-- Deine Aufgaben --
(a) Prüfe, ob die folgenden Aussagen mit dem Interview mit NLZ-Leiter Frank Schaefer übereinstimmen: (i) Fortunas U 19 spielte eine schwache Saison in der Bundesliga. (ii) Frank Schaefer äußert sich im Gespräch mit der WZ. (iii) Fortuna ist ein Fußball-Erstligist. Antworte jeweils mit Ja oder Nein und zitiere die entscheidenden Worte wörtlich.
(b) Liefere die Fortsetzung des Interviews mit NLZ-Leiter Frank Schaefer im Anschluss an die zuletzt gestellte Frage.

-- Angezeigter Text --
* * *

Fortunas NLZ-Leiter Frank Schaefer im Interview „Wir sehen den Abstieg tatsächlich als Chance“

Düsseldorf · Neues Leistungszentrum, neue Struktur — Fortunas Jugend hat einen Umbruch hinter sich. NLZ-Leiter Frank Schaefer über die Strategie der Jugendarbeit, wie hart die Jagd um Fußball-Talente geworden ist und was der Abstieg der Profis für den Nachwuchs bedeutet.

Fortunas U 19 spielte eine starke Saison in der Bundesliga. Hier setzt sich Daniel Kyerewaa (Mitte) gegen zwei Gladbacher durch.

Foto: Ja/HORSTMUELLER GmbH / Schröder

Anfang 2019 eröffnete die Fortuna ihr neues Nachwuchsleistungzentrum (NLZ) am Flinger Broich. Nun könne sie endlich mit den anderen Profiklubs aus der Region konkurrieren, hieß es damals. Jetzt hat der Fußball-Zweitligist auch die personelle Struktur seiner Jugendarbeit geändert. NLZ-Chef Frank Schaefer erklärt im WZ-Gespräch, wie es um den Nachwuchs der Fortuna steht.

Herr Schaefer, es gibt am Flinger Broich nicht nur ein neues Gebäude für die Fortuna-Jugend, auch die Struktur des NLZ hat sich verändert. Was waren die Gründe?

* * *

Beispiele zur Punktbeschriftung:
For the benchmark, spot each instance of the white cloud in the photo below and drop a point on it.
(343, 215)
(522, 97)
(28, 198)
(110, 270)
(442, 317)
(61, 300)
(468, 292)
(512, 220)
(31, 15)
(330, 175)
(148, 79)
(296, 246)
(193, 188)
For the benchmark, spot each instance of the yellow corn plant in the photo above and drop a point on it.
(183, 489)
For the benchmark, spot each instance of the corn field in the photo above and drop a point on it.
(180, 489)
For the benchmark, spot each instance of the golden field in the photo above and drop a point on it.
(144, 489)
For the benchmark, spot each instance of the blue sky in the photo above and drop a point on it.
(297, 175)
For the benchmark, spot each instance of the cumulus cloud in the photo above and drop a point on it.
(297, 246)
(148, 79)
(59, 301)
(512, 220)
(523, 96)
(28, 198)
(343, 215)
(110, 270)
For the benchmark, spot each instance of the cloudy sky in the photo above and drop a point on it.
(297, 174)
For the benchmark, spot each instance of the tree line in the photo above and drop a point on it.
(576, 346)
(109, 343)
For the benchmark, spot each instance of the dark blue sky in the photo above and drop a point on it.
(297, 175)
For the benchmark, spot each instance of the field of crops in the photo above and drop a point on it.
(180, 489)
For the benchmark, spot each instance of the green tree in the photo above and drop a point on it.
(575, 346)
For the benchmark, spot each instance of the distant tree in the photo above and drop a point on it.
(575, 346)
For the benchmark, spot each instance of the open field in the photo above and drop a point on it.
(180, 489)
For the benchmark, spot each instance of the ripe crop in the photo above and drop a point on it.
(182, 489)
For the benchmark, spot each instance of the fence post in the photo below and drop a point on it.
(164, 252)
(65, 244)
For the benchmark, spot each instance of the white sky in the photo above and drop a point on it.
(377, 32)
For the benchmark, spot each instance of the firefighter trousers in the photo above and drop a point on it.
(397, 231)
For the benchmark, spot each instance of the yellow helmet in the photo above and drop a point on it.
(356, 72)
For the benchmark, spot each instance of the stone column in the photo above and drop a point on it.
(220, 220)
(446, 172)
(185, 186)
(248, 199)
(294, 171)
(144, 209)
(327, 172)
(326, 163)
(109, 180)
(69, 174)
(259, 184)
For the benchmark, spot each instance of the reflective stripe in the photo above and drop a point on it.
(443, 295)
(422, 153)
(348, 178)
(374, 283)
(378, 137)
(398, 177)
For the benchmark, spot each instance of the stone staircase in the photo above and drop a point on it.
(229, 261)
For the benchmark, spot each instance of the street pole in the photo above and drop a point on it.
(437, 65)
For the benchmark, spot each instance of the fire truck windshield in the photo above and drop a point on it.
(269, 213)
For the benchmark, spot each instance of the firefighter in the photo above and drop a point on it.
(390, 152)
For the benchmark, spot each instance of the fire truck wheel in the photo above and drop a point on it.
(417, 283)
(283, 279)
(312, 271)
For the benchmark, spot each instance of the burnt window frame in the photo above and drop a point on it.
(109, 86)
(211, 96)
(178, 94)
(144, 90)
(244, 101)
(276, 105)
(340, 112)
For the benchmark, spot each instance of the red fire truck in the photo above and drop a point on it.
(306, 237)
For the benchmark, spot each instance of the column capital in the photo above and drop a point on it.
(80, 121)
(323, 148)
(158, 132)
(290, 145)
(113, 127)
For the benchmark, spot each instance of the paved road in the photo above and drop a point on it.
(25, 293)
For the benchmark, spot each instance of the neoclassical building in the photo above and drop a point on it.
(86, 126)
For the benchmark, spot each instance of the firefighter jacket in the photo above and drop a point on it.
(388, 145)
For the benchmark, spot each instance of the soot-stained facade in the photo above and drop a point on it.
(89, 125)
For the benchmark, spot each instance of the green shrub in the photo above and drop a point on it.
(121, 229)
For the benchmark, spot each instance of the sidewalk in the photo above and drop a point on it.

* * *

-- Erwartete Ausgaben --
(a)
(i) Nein: „Fortunas U 19 spielte eine starke Saison in der Bundesliga.“
(ii) Ja: „NLZ-Chef Frank Schaefer erklärt im WZ-Gespräch, wie es um den Nachwuchs der Fortuna steht.“
(iii) Nein: „Jetzt hat der Fußball-Zweitligist auch die personelle Struktur seiner Jugendarbeit geändert.“

(b)
Frank Schaefer: Erstmal muss man sagen, dass ein NLZ quasi eine Organisation in einer Organisation ist. Wir sind mit Hauptamtlern, Ehrenamtlern und Spielern knapp 300 Personen und damit die größte Abteilung, die es bei Fortuna Düsseldorf gibt. Es war zwingend erforderlich, diesen Anforderungen durch eine zeitgemäße Struktur zu begegnen. Das haben wir gemacht, und ich denke, unsere neuen Strukturen passen exakt zum Klub und den speziellen Rahmenbedingungen.

Was hat sich verändert?

Schaefer: Der Verein hat vor einem Dreivierteljahr die Entscheidung getroffen, meine Position in ein Direktorat umzuwandeln, um das NLZ im Verein weiter zu stärken. Ich habe natürlich weiter die Gesamtverantwortung für alles, insbesondere aber auch für den Übergangsbereich U 17 bis U 23 sowie den Schnittstellenbereich zu den Lizenzspielern und arbeite in dieser Funktion stark mit dem Vorstand und insbesondere mit unserem Sportvorstand Uwe Klein zusammen. So können wir eine bessere Verzahnung zwischen Jugend und Profis organisieren. Unterhalb meiner Position haben wir drei Leiter, die wichtige Themenbereiche abdecken: Till Mester ist verantwortlich für alle administrativen Abläufe, mit Jari Richardson haben wir einen Geschäftsstellenleiter, der unser neues Gebäude verwaltet und gleichzeitig auch für den Bereich U 9 bis U 11 zuständig ist. Und Lukas Völker koordiniert den extrem wichtigen Bereich U 12 bis U 16. Zudem fungiert seit 1. Juli unser U 19-Trainer Sinisa Suker als Nachwuchs-Cheftrainer und ist somit ein weiterer wichtiger Ansprechpartner für alle Nachwuchstrainer. Infrastrukturell war der Umzug in unser neues Gebäude am Flinger Broich natürlich ein Meilenstein.

Heißt das, dass Sie mit dem operativen Geschäft nicht mehr viel zu tun haben und stattdessen Botschafter der Jugend beim Vorstand sind?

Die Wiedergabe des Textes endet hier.